- [THE TASK]:
Copy the lines verbatim, beginning with the line that contains "wheel in this photo." and continuing through the end of the records, and omit the pictures from your copy.

- [GIVEN INFORMATION]:
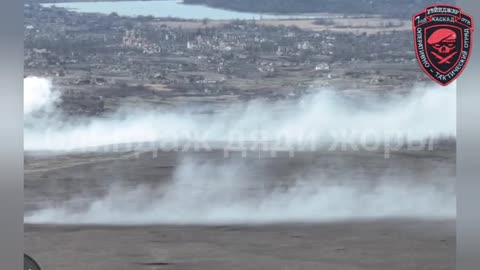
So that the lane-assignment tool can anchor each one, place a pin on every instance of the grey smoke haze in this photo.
(320, 117)
(208, 193)
(203, 192)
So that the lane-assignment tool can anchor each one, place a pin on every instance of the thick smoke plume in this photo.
(208, 193)
(205, 192)
(321, 117)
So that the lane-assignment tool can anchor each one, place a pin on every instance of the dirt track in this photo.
(376, 244)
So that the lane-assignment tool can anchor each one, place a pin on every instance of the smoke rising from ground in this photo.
(205, 192)
(321, 117)
(208, 193)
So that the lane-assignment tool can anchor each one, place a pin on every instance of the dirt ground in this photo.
(375, 244)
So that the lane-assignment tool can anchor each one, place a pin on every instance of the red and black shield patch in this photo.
(443, 41)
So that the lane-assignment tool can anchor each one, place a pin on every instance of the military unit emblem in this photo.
(443, 41)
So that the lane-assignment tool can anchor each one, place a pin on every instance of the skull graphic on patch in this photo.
(443, 35)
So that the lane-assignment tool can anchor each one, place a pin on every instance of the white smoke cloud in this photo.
(209, 193)
(38, 96)
(426, 112)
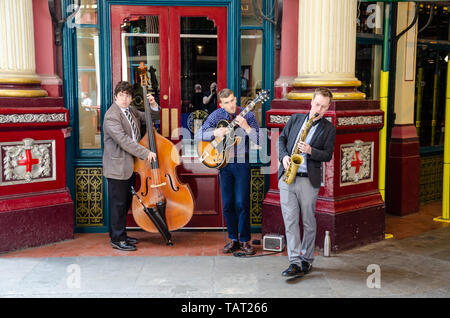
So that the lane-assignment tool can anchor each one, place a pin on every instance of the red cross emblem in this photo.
(28, 161)
(357, 162)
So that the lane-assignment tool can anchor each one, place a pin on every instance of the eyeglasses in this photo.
(229, 102)
(123, 95)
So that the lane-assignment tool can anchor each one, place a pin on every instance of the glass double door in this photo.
(183, 52)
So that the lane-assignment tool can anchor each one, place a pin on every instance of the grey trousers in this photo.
(299, 196)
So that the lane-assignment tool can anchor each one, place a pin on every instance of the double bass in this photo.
(161, 203)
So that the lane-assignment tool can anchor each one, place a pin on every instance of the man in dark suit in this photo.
(122, 130)
(301, 195)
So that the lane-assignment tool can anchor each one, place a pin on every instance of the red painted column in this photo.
(402, 197)
(35, 204)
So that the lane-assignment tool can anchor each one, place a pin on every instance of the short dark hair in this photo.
(124, 86)
(325, 92)
(224, 93)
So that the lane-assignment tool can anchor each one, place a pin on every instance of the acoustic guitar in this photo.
(215, 153)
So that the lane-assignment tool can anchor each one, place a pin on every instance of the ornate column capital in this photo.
(326, 49)
(18, 76)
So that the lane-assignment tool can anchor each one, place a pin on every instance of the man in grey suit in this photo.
(301, 195)
(122, 130)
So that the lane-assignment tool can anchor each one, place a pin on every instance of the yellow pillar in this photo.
(446, 182)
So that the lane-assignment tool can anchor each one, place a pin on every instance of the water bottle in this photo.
(327, 244)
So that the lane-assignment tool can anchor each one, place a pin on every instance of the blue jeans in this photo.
(234, 181)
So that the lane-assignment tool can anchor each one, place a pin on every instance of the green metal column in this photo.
(384, 90)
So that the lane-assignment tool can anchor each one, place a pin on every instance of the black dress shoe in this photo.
(123, 246)
(306, 267)
(131, 240)
(293, 270)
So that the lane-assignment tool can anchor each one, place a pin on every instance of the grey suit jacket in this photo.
(322, 145)
(119, 148)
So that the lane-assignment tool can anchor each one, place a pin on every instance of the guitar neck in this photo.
(242, 114)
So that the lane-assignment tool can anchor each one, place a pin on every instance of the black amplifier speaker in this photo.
(273, 242)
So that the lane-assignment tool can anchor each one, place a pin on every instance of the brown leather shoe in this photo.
(247, 248)
(231, 247)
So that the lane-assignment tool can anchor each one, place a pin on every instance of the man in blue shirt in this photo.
(234, 178)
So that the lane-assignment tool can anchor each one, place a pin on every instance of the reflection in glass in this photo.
(88, 84)
(198, 54)
(140, 43)
(430, 95)
(87, 13)
(251, 69)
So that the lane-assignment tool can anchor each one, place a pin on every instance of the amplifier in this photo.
(273, 242)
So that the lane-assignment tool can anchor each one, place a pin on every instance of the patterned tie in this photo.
(133, 125)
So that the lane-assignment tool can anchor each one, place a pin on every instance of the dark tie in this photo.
(133, 125)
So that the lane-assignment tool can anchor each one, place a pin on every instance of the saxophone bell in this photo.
(296, 157)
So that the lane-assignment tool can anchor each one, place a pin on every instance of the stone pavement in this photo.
(417, 266)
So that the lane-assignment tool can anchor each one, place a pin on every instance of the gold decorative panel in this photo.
(431, 174)
(256, 197)
(89, 197)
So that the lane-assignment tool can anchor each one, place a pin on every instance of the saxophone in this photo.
(296, 157)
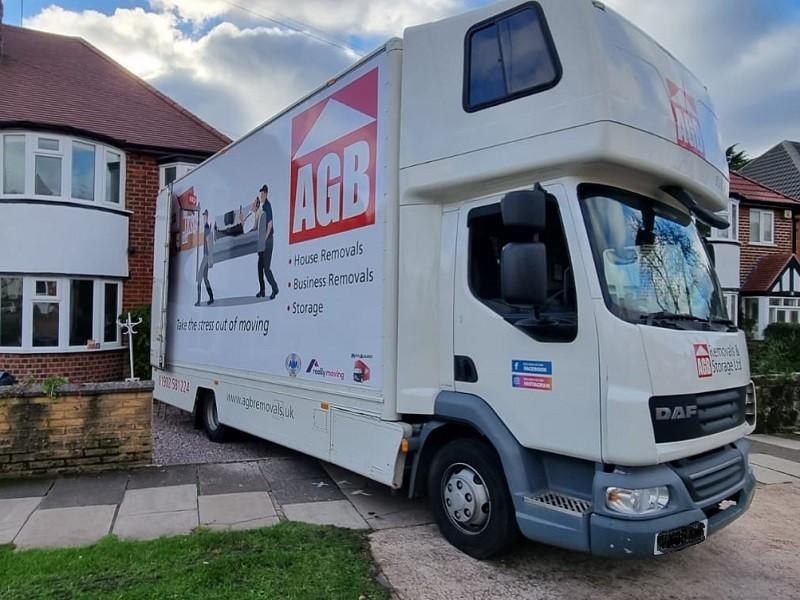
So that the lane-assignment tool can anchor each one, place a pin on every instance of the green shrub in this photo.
(779, 352)
(141, 340)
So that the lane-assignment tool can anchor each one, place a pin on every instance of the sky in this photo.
(235, 63)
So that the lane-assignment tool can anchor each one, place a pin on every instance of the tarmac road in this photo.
(757, 556)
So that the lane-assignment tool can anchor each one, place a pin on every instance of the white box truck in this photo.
(471, 265)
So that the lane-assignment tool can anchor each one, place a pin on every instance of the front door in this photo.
(540, 372)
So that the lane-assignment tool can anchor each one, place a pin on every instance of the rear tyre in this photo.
(216, 431)
(470, 500)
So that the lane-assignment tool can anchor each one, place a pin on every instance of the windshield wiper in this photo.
(663, 316)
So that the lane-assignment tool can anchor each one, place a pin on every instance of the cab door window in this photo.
(556, 319)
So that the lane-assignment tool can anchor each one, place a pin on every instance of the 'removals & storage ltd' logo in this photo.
(334, 145)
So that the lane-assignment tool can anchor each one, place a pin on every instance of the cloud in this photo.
(234, 78)
(745, 52)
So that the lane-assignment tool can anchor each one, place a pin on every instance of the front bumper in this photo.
(705, 490)
(618, 538)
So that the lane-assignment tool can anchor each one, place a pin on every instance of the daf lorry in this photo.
(471, 265)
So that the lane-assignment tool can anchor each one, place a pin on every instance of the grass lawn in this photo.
(289, 560)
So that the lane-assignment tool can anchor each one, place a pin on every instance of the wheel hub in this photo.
(466, 498)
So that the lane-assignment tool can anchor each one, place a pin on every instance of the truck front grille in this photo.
(718, 411)
(712, 473)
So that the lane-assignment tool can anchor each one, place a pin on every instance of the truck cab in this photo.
(556, 300)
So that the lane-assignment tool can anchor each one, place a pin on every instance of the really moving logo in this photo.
(713, 360)
(314, 368)
(333, 162)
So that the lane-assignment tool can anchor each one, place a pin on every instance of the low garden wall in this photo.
(778, 402)
(75, 428)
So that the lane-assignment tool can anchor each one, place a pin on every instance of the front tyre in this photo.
(216, 431)
(470, 499)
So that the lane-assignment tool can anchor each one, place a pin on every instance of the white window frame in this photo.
(65, 154)
(788, 306)
(731, 214)
(63, 298)
(3, 134)
(760, 241)
(181, 169)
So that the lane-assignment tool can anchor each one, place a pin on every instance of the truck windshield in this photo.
(652, 264)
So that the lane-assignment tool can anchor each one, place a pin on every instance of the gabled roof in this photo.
(65, 82)
(768, 271)
(778, 167)
(746, 189)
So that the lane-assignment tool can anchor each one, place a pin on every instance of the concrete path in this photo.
(153, 502)
(756, 557)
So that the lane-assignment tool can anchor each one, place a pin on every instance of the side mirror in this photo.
(525, 209)
(523, 273)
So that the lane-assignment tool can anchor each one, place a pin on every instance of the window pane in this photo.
(485, 75)
(48, 144)
(82, 171)
(170, 175)
(45, 323)
(112, 177)
(766, 226)
(755, 226)
(10, 311)
(48, 175)
(14, 164)
(508, 57)
(110, 328)
(81, 311)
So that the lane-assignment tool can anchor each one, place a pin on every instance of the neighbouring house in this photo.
(756, 256)
(778, 168)
(84, 148)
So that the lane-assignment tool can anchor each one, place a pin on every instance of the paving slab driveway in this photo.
(755, 557)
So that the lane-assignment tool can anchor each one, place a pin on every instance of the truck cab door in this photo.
(539, 375)
(161, 253)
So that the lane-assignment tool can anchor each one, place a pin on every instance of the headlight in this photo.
(637, 502)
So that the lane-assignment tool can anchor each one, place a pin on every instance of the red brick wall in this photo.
(751, 254)
(77, 367)
(141, 190)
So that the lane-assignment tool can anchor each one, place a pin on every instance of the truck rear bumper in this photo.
(706, 494)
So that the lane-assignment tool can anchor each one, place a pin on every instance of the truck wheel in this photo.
(216, 431)
(470, 499)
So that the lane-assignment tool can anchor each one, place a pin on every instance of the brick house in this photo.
(84, 148)
(756, 258)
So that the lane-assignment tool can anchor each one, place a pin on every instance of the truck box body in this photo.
(553, 140)
(330, 166)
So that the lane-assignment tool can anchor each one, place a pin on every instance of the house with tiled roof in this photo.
(756, 257)
(778, 168)
(84, 148)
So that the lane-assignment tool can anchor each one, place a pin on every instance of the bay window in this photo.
(11, 311)
(52, 314)
(762, 227)
(83, 159)
(113, 177)
(50, 166)
(13, 164)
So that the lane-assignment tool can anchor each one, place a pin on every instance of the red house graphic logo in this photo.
(333, 162)
(687, 126)
(702, 358)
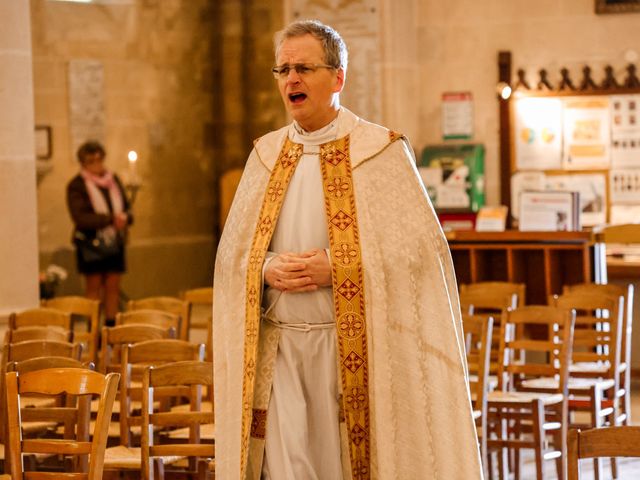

- [EXERCISE SOLUTION]:
So that the lane-assignment tool can anchor each one, place a pin on every instance of the truck wheel in this photo.
(216, 431)
(470, 499)
So that the lane-assignment tool can anchor each one, place a pin on every instance of the brick house in this photo.
(84, 148)
(756, 258)
So that the lane-assignment tool can anchor each one, place a pin on every instance of the truck box body in this photo.
(553, 140)
(330, 166)
So that the lane-assignment tool can anchor each one, place a pin on every instance of the house with tiled roof in this photo.
(756, 257)
(778, 168)
(84, 148)
So that the lane-assignment tool can anchor each one, place a pin on every instance of the bay window in this photo.
(11, 311)
(52, 314)
(762, 227)
(83, 159)
(113, 177)
(50, 166)
(13, 164)
So that the lane-assignment tool can anchor each one, place a pin on every instance of the red house graphic logo in this photo.
(333, 162)
(687, 126)
(702, 358)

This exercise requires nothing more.